Image point grounding data:
———

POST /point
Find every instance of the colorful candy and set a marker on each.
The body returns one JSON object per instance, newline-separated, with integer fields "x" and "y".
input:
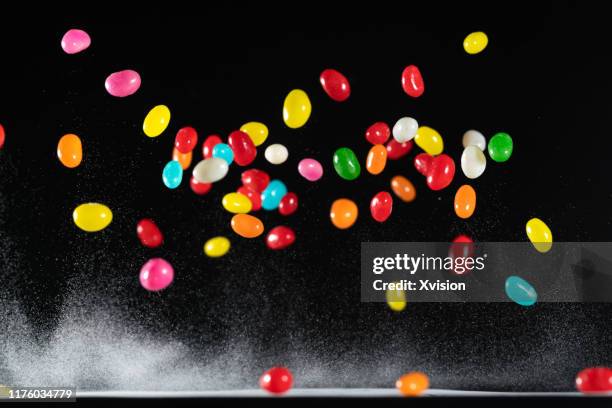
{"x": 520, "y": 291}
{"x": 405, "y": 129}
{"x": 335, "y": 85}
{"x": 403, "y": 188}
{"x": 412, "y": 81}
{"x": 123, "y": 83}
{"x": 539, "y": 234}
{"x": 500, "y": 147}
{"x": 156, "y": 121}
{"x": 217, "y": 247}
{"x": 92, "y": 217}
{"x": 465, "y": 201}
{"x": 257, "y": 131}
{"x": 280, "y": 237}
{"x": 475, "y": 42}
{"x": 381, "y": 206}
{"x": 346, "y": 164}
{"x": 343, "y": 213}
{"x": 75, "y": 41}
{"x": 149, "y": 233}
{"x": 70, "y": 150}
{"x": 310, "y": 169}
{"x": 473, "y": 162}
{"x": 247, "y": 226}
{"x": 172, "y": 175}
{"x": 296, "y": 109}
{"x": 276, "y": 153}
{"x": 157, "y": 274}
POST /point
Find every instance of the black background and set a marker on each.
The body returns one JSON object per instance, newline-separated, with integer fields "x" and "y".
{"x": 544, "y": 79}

———

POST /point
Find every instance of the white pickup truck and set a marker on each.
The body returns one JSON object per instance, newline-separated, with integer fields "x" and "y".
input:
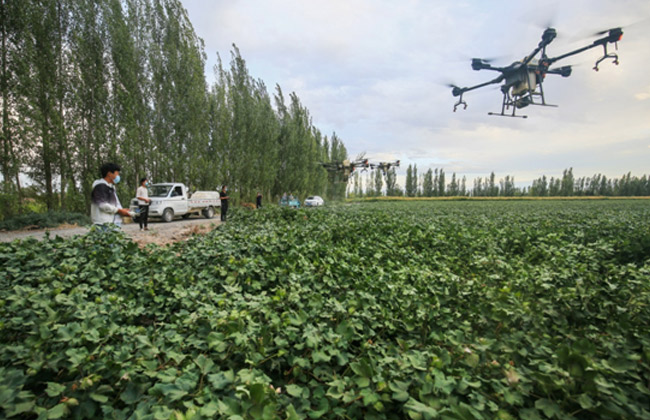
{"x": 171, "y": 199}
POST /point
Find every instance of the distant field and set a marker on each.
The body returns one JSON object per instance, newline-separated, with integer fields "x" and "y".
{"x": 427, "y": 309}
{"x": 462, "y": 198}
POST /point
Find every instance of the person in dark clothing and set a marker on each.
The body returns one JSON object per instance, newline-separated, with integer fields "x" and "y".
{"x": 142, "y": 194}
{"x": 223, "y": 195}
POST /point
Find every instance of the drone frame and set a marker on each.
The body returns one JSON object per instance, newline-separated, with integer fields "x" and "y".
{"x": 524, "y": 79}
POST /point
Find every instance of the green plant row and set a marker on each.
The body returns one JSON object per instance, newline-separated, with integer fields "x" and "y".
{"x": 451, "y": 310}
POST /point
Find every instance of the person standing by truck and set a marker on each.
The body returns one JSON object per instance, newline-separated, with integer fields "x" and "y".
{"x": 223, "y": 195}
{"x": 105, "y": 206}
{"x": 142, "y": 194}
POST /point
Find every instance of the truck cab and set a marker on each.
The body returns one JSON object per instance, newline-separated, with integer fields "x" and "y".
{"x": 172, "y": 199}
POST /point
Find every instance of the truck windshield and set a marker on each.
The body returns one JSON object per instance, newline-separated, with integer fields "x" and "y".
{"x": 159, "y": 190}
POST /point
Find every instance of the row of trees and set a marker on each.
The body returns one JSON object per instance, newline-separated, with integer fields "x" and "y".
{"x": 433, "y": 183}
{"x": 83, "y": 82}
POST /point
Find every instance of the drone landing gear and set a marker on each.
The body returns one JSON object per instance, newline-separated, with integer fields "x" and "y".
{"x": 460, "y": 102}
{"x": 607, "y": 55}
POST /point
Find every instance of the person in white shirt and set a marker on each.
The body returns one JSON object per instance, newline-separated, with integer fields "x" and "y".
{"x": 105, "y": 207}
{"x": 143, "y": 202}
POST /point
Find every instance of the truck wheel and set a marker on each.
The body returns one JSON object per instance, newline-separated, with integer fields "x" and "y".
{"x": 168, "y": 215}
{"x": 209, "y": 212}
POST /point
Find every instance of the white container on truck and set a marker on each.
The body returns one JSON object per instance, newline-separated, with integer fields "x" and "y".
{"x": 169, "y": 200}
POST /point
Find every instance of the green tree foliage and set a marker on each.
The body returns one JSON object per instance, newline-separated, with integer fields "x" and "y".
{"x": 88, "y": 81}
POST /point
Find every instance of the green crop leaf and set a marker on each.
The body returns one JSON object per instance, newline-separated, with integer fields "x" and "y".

———

Find every line in the records above that contains the word "person", and copy each one.

Find every instance of the person in dark clothing and set a marker on each.
Find every instance of the person standing by truck and set a marker on each.
Find every instance of the person in white shirt and set a marker on each.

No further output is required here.